## [EXERCISE PROMPT]
Set down a true copy of the data, with all pictures left out.

Top of DATASET RECORDS

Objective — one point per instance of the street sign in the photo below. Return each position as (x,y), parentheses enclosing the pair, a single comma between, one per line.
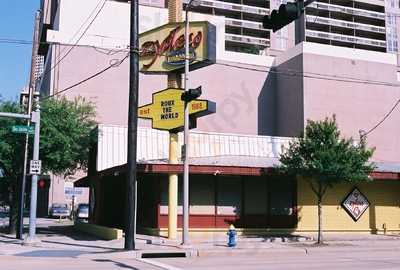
(71,192)
(35,167)
(167,109)
(23,129)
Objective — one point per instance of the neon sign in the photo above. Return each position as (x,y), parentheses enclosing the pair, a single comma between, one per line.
(162,49)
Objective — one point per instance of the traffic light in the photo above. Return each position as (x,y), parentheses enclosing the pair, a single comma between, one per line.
(192,94)
(286,14)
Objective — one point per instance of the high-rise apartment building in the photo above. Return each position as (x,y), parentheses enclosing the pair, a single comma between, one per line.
(362,24)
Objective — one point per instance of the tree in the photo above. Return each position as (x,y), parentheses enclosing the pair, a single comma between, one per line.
(65,138)
(66,135)
(323,159)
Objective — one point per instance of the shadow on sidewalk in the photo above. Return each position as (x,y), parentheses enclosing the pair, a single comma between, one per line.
(121,265)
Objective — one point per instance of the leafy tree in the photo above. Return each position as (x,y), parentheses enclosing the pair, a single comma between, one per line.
(65,135)
(65,138)
(323,158)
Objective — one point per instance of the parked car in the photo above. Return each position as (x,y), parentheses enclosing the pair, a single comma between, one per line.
(60,210)
(82,212)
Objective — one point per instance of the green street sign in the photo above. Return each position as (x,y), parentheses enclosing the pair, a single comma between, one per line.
(23,129)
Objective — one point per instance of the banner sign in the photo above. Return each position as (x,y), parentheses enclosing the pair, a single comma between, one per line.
(167,109)
(162,50)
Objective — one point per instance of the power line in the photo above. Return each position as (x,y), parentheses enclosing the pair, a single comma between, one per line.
(296,73)
(364,134)
(112,65)
(83,33)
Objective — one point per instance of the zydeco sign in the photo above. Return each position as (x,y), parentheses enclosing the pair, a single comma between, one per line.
(162,49)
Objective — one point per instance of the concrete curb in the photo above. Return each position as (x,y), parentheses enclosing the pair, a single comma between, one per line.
(251,252)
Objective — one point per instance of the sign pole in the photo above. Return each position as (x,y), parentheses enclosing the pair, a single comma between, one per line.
(185,231)
(130,226)
(174,80)
(173,188)
(32,216)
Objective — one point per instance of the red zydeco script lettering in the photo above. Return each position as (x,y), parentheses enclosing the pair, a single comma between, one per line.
(154,49)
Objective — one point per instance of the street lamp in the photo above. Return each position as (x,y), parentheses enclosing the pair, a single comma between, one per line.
(185,223)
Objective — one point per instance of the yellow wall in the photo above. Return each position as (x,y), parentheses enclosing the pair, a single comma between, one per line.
(384,197)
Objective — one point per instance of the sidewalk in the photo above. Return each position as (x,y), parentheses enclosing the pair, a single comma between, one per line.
(60,240)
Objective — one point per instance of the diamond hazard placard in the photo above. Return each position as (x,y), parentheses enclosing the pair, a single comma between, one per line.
(355,204)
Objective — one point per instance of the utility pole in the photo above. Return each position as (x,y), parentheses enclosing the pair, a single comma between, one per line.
(130,226)
(174,81)
(31,88)
(32,216)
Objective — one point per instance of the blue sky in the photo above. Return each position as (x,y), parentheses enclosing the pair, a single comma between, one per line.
(16,22)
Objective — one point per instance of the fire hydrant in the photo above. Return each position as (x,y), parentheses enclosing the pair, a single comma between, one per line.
(231,236)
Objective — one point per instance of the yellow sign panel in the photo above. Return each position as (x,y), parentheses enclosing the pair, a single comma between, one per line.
(162,49)
(167,109)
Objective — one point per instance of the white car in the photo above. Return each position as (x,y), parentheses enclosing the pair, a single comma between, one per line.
(83,211)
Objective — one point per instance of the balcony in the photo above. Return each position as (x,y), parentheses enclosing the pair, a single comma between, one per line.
(263,42)
(345,24)
(245,24)
(231,7)
(346,39)
(348,10)
(153,147)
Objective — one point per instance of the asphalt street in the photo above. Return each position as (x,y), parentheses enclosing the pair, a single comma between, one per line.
(62,248)
(326,261)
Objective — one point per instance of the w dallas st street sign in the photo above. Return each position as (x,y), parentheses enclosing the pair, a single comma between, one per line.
(167,109)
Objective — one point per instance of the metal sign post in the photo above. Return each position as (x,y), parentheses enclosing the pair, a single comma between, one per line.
(35,168)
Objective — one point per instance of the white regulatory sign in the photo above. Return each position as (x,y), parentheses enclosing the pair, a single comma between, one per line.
(35,167)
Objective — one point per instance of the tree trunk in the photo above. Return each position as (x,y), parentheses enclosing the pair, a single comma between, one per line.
(320,238)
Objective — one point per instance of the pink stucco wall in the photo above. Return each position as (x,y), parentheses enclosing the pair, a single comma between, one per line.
(235,90)
(254,101)
(357,105)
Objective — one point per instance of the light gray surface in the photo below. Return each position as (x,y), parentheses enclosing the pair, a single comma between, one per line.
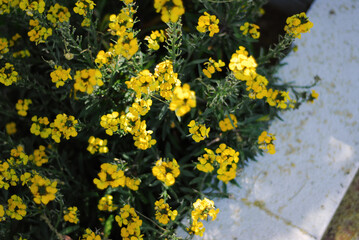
(293,194)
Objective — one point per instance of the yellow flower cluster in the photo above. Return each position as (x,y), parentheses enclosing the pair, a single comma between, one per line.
(38,33)
(202,209)
(43,189)
(70,215)
(154,39)
(298,24)
(21,54)
(171,10)
(265,141)
(8,75)
(110,122)
(130,223)
(208,22)
(144,83)
(10,128)
(120,23)
(87,79)
(163,212)
(18,156)
(121,26)
(63,126)
(7,176)
(212,66)
(111,176)
(225,159)
(22,106)
(313,95)
(257,87)
(228,123)
(106,204)
(4,46)
(131,123)
(206,161)
(6,5)
(16,209)
(279,99)
(90,235)
(251,29)
(167,79)
(242,65)
(166,171)
(102,58)
(132,183)
(59,76)
(58,13)
(97,145)
(199,131)
(31,7)
(183,100)
(39,126)
(2,213)
(39,156)
(83,7)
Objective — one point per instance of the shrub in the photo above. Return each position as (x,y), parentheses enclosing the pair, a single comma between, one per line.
(121,118)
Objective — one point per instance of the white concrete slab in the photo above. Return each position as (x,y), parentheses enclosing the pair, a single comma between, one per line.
(293,194)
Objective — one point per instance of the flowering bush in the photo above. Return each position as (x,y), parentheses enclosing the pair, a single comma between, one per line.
(120,119)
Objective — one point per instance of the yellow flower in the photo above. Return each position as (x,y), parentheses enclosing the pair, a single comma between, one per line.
(16,208)
(242,65)
(154,39)
(110,122)
(298,24)
(87,79)
(22,106)
(199,131)
(132,183)
(143,83)
(10,128)
(58,13)
(130,223)
(171,10)
(314,95)
(2,213)
(64,126)
(163,212)
(209,23)
(265,141)
(257,87)
(70,215)
(8,75)
(59,76)
(38,33)
(212,66)
(250,28)
(43,189)
(166,78)
(39,156)
(228,123)
(106,204)
(110,175)
(201,210)
(183,100)
(166,172)
(90,235)
(97,145)
(206,161)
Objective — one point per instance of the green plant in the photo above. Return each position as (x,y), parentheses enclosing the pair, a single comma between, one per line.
(108,127)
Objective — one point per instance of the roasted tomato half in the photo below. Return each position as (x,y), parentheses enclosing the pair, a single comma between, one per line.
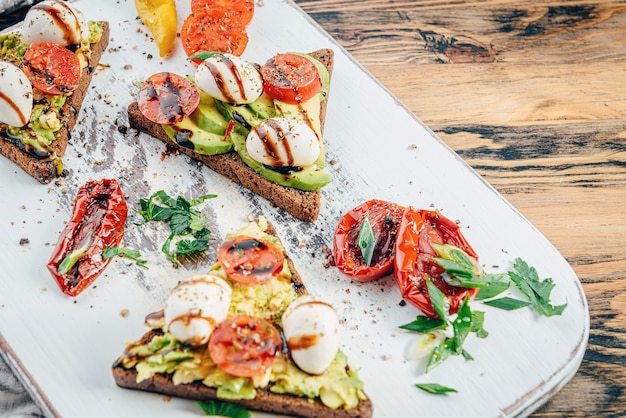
(244,345)
(384,218)
(414,258)
(249,260)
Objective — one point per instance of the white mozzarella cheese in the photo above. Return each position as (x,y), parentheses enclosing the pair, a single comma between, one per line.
(311,329)
(230,79)
(54,21)
(16,95)
(195,307)
(283,142)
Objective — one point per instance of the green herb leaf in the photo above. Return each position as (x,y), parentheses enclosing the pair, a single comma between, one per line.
(74,256)
(183,221)
(366,240)
(435,388)
(457,256)
(125,252)
(478,323)
(441,304)
(424,325)
(223,409)
(507,303)
(440,354)
(537,291)
(496,284)
(462,325)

Bottom of DATASET RECORDS

## [TASK RESPONSE]
Objective — one point per instance of the street sign in the photo below. Return each position as (x,y), parentheses enclosing the pair, a single comma between, one per line.
(71,192)
(35,167)
(167,109)
(23,129)
Objective — one point per instance of the neon sign in the photo above. Return each position as (x,y), parentheses enclosing the pair, a single comma between, one per line.
(162,49)
Objective — one point per instance of the traffic light in the photo above. Return each position as (x,y), parentheses enclosing the pair, a single comma between, one per line.
(192,94)
(286,14)
Objective — one point per instance of the high-rise apartment building in the photo above. Return each position as (x,y), parentheses enclosing the pair, a single comma between, one per line.
(362,24)
Objective — one point per instance of the tree in the photo above. Return each position as (x,y), parentheses enclosing the pair, a single comma between, one per line.
(65,138)
(66,135)
(323,159)
Objective — one point per instance of the shadow on sidewalk in the photo above. Return each position as (x,y), parentheses enclosing the pair, a single comma between, one per line.
(121,265)
Objective — one point per instance of the leafy tree in the photo above. Return each position as (x,y), parentheses enclosing the pair, a single comma between, one per line.
(65,135)
(65,138)
(323,158)
Objective — one point per instance of the parked car in the photo above. Return each position as (x,y), parentheses enclosing the pair, a single comma between, one per line.
(60,210)
(82,212)
Objective — one point per instance of the green street sign in the photo above. Return each position as (x,y), parentheses enclosing the pair, a single comma between, one per line.
(23,129)
Objective — one point per instance of the banner sign in the photo above. Return each position as (x,y), parentheses enclosing the pair, a single comma between, one per line.
(167,109)
(162,50)
Objective — one point per instance of the power line in the photo above. Return each position as (x,y), parentheses enclosing the pair, a single comma between, one per line.
(296,73)
(364,134)
(112,65)
(83,33)
Objective — one point per instance of the zydeco sign in the photo above. Return each position as (x,y), parentheses enclosing the pair, a single comma between, one per line.
(162,49)
Objective — one point per instance of the concrete curb in the photo above. Return each position as (x,y), parentheses enclosing the pair, a single comma between, one per line.
(251,252)
Objective — one point per instance of the sign pole in the photo above. Return each position as (x,y), parentheses enclosing the pair, a single comma between, one per line.
(185,231)
(130,226)
(174,80)
(173,188)
(32,216)
Objective — one point per instance of the red zydeco script lettering in the photo above. Return each position as (x,y), parentheses enclosing the pair, a single comma between, one per line.
(154,49)
Objective — one point per instance of the street lamp in the photo above. Return each position as (x,y), parentheses enclosing the pair, a single comma between, one per line.
(185,223)
Objective — one point per instance of the yellow wall in the photo above. Return each position as (x,y), parentheses enclosing the pair, a single comma between, one per line.
(384,197)
Objective — one point per instance of the sidewalk in the photo above. Return each position as (x,y), parentheses enclosing the pair, a single comma between, one per line.
(60,240)
Objective — one point per instance of the diamond hazard placard in the photo above. Return each position as (x,y), parentheses enclosing the pair, a single comma between, one per line.
(355,204)
Objective — one point per instance of the utility pole in the photo above. Return each position as (x,y), parentheses enclosing the pair, a single comma between, one per line.
(130,226)
(174,81)
(31,88)
(32,216)
Objective — one point per instance of the blue sky in the photo above. Return each position as (x,y), parentheses enclosing the pair, a single comma between, one per line.
(16,22)
Objective — one point per instance of the fire hydrant in the photo above. Return each position as (x,y), parentheses enclosing the pair, a single comma between, one per line.
(231,236)
Objective — one point per instance of the yellow sign panel in the photo above. Return each position as (x,y), parentheses enclosing the pair, a single comma between, one per line.
(162,49)
(167,109)
Objective — one point per instance of the white car in the photo above. Return each position as (x,y), parentheses enclosing the pair, a single comma between, one per line.
(83,211)
Objective — one point per instance of the balcony in the photo above. Return each position as (x,y), parentheses enclosing the pair, a single comma between, one per line.
(263,42)
(345,24)
(245,24)
(231,7)
(346,39)
(348,10)
(153,147)
Objective — one point per instance of the asphalt street in the photo above. Return each position as (x,y), parentheses enclosing the pair, a single comma between, one per line.
(62,248)
(326,261)
Objective — one point per instance of the w dallas st street sign in the photo above. Return each position as (x,y), parentheses enclosing the pair, a single comma between, one per line.
(167,109)
Objective — one point per instance of the metal sign post in the photo above. Return each position as (x,y), parentheses enclosing the pair, a single comma between, one per line.
(35,168)
Objective — one point per instance of the white regulatory sign in the photo above. Return each position as (x,y), parentheses enclosing the pair, a single comma between, one per line.
(35,167)
Objective — one point per instance of the tree trunk in the photo above. Return each position as (x,y), parentheses enclosing the pair, a single comma between, one per line.
(320,238)
Objective — one point per instance of the pink stucco wall in the photo above. Return each position as (x,y), parentheses enclosing the pair, a single comma between, one per line.
(235,90)
(254,101)
(357,105)
Objective — one point per instance of the light gray surface in the photo below. Return each position as (x,y), parentheses enclosing the pair, a single comma between, one per line.
(293,194)
Objective — one point per instance of the yellow flower cluster in the photo above. Return each position as (x,y), parentheses enclosing the pair, a single comma between, one per line.
(38,33)
(202,209)
(43,189)
(70,215)
(154,39)
(298,24)
(21,54)
(171,10)
(265,141)
(8,75)
(110,122)
(130,223)
(208,22)
(144,83)
(10,128)
(120,23)
(87,79)
(163,212)
(18,156)
(121,26)
(63,126)
(7,176)
(212,66)
(111,176)
(225,159)
(22,106)
(313,95)
(257,87)
(228,123)
(106,204)
(4,46)
(131,123)
(206,161)
(6,5)
(16,209)
(279,99)
(90,235)
(251,29)
(167,79)
(242,65)
(166,171)
(102,58)
(132,183)
(59,76)
(58,13)
(97,145)
(199,131)
(31,7)
(183,100)
(39,126)
(2,213)
(39,156)
(83,7)
Objective — one point per instance of the shrub in the photo above. Return each position as (x,y), parentheses enclosing the pair, a single comma between, one per line.
(121,118)
Objective — one point per instance of the white concrete slab in the photo above. Return each position as (x,y), parentheses enclosing the pair, a single comma between, one per line.
(293,194)
Objective — one point per instance of the flowering bush in the photo above. Return each position as (x,y), parentheses enclosing the pair, a single comma between, one per line.
(120,119)
Objective — one point per instance of the yellow flower in the photo above. Return each position as (x,y), parentheses enclosing the pair, a single comma between, one per line.
(16,208)
(242,65)
(154,39)
(110,122)
(298,24)
(87,79)
(22,106)
(199,131)
(132,183)
(143,83)
(10,128)
(58,13)
(130,223)
(171,10)
(314,95)
(2,213)
(64,126)
(163,212)
(209,23)
(265,141)
(257,87)
(70,215)
(8,75)
(59,76)
(38,33)
(212,66)
(250,28)
(43,189)
(166,78)
(39,156)
(228,123)
(106,204)
(110,175)
(201,210)
(183,100)
(166,172)
(90,235)
(97,145)
(206,161)
Objective — one point per instance of the green plant in the photo above. Return each position as (x,y), parentheses enclosing the pair, a single comma between, one per line.
(108,127)
Objective — one point per instance of the roasted tomato half in the photo below. Return each position as (x,y), parentheses enclosing the pair, a single comma between, one per line.
(244,345)
(384,218)
(414,258)
(249,260)
Objective — one point per instance of the white mozzarella cheese in the photo above. Return each position as (x,y), parentheses enclosing the pair, a single comma between, one per line.
(311,329)
(230,79)
(54,21)
(16,95)
(195,307)
(283,142)
Objective — one point per instance of the green herb leaf in the photo above. Return each position as (x,y), parentheses enclosing the pair, a single comma between, one per line.
(74,256)
(183,221)
(366,240)
(435,388)
(457,256)
(125,252)
(478,323)
(441,304)
(424,325)
(223,409)
(507,303)
(440,354)
(537,291)
(496,284)
(462,325)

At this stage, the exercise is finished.